◆ **Document text**:

Review of Bioethics: A Primer for Christians, 2020

Bioethics: A Primer for Christians (4th ed), by Gilbert Meilaender, Grand Rapids, William B. Eerdmans, 2020, xv + 156pp. (paperback). ISBN 978-0-8028-7816-8

In a book written for Christians, Gilbert Mailaender directs his reader to matters familiar to perennial bioethics discussions and debates. After a brief review of his approach, which is informed by a particular understanding of the Christian moral life that not all would share, Mailaender surveys the debates concerning procreation versus reproduction, abortion, genetic advance, prenatal screening, suicide and euthanasia, refusing treatment, issues of conscience and decision, organ donation, human experimentation, embryo procurement and use, and, finally, sickness and health.

Mailaender’s primer is a widely used volume for both undergraduate and seminary courses introducing the study of bioethics from a Christian perspective. This updated edition includes recent developments, such as gene editing techniques that are increasingly of interest to persons enamoured by the potentialities of manipulating genetic information. The updates are predominantly descriptive, providing current detail without engaging important arguments across the landscape of theologically informed bioethics. This landscape includes a range of voices from the Christian East and West and relies on hermeneutical and moral traditions not discussed. While maintaining its previous digest structure and composition, Meilaender’s updates fill significant lacunae in Christian bioethics for both scholars and new students of the field.

Records taken from a dataset
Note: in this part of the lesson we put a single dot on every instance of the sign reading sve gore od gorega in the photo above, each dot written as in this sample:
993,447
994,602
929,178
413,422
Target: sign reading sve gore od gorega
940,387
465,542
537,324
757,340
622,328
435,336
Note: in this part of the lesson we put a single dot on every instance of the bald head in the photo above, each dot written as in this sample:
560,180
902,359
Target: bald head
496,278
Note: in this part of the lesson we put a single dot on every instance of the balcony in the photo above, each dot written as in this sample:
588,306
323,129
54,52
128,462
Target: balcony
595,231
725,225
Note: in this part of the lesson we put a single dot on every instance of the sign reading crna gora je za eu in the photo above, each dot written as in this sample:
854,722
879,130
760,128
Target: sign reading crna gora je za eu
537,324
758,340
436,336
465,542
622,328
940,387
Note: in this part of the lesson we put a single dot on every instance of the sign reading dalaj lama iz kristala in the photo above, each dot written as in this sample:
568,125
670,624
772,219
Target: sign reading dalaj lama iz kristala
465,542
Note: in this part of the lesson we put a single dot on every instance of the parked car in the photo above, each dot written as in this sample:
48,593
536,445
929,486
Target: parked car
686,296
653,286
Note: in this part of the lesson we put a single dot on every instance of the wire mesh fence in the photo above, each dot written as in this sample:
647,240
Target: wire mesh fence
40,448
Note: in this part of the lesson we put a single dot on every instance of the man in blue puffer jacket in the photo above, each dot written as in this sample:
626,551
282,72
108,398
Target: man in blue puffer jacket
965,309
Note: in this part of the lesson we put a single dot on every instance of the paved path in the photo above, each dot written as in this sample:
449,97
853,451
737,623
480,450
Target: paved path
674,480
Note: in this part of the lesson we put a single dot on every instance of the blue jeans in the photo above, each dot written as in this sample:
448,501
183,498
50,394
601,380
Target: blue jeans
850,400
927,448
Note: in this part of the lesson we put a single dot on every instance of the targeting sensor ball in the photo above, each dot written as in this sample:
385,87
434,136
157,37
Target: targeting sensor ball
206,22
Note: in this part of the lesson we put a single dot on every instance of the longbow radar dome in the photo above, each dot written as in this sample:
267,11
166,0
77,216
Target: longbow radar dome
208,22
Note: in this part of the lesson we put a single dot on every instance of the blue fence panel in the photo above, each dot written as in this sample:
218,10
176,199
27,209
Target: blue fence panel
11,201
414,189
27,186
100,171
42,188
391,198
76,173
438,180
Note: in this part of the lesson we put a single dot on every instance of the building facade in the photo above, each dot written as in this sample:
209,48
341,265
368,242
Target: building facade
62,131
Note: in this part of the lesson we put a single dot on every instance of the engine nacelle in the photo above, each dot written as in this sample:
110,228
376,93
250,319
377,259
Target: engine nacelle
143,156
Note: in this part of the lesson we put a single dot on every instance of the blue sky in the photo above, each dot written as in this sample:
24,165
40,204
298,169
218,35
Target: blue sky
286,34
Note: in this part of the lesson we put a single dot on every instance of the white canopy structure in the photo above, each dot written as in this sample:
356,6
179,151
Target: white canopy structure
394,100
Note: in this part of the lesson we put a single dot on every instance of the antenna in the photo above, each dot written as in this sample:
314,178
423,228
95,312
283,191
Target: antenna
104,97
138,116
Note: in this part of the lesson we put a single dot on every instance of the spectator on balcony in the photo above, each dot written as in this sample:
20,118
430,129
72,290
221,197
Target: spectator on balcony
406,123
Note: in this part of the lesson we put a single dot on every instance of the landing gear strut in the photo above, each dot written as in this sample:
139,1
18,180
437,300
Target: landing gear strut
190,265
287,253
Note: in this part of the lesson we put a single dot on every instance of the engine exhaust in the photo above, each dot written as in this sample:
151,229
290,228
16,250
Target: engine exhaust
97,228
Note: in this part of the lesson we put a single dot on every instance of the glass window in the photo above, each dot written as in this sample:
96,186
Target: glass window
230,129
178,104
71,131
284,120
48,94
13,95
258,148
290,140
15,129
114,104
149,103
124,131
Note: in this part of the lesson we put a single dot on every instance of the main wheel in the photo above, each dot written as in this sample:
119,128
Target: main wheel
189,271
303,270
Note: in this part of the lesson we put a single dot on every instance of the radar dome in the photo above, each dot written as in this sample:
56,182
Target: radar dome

◆ **Work request**: According to the book review, why are the updates in the new edition called "predominantly descriptive"?

◆ **Result**: They supply current detail but do not engage important arguments across the landscape of theologically informed bioethics. That landscape includes a range of voices from the Christian East and West and relies on hermeneutical and moral traditions that the book does not discuss.